Task objective | Can you write out the lines starting with the line that contains "task: segment the **blurred green" and going on through the end of the items, swapping "rings" for "loops" and leaving everything else as it is?

Provided information |
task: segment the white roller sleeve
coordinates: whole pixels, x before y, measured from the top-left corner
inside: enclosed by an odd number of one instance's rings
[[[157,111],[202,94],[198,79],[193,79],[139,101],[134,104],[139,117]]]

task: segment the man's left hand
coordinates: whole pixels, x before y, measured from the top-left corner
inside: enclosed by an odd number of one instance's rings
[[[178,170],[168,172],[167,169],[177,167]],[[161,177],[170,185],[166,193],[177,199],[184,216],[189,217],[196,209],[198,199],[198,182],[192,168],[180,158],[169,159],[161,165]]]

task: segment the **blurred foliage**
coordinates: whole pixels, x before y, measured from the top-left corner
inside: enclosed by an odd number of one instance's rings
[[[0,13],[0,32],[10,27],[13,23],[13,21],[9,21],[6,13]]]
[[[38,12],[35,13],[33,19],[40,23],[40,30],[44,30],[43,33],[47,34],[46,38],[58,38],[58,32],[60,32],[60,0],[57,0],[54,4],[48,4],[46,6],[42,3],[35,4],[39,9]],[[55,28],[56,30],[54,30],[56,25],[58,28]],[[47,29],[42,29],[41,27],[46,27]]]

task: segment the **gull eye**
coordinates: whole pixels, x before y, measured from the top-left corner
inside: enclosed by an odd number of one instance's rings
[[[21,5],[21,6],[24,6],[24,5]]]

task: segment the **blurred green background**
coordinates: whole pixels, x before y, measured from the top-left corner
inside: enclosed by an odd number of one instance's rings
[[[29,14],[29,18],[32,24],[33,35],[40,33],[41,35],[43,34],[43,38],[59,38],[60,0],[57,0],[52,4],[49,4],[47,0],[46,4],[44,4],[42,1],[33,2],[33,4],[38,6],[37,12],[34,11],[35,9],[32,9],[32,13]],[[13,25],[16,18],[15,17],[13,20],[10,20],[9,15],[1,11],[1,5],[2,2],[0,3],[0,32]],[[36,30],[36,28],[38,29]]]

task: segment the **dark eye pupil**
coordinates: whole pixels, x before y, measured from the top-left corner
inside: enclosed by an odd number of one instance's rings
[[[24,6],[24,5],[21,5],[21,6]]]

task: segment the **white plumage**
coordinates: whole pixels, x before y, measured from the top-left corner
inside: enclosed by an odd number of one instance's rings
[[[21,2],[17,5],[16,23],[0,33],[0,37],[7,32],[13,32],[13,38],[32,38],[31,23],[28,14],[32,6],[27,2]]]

Finished exercise |
task: segment the **blurred green background**
coordinates: whole pixels, x before y, measured from the top-left corner
inside: enclosed by an odd number of one instance's loops
[[[29,14],[29,18],[32,24],[33,35],[40,33],[41,35],[43,34],[43,38],[59,38],[60,0],[57,0],[52,4],[49,4],[47,0],[46,4],[44,4],[42,1],[33,2],[33,4],[38,6],[37,12],[34,11],[35,9],[32,9],[32,13]],[[13,25],[16,18],[15,17],[13,20],[10,20],[9,15],[1,11],[1,5],[2,2],[0,3],[0,32]],[[36,30],[36,28],[38,29]]]

task: segment the **dark eye pupil**
coordinates: whole pixels, x before y, measured from the top-left corner
inside: enclosed by an odd number of one instance's loops
[[[24,6],[24,5],[21,5],[21,6]]]

task: segment the **white plumage**
coordinates: whole pixels, x before y, measured from the top-left corner
inside: enclosed by an odd number of one instance's loops
[[[21,2],[17,5],[16,23],[0,33],[0,37],[7,32],[13,32],[13,38],[32,38],[31,23],[28,14],[32,6],[27,2]]]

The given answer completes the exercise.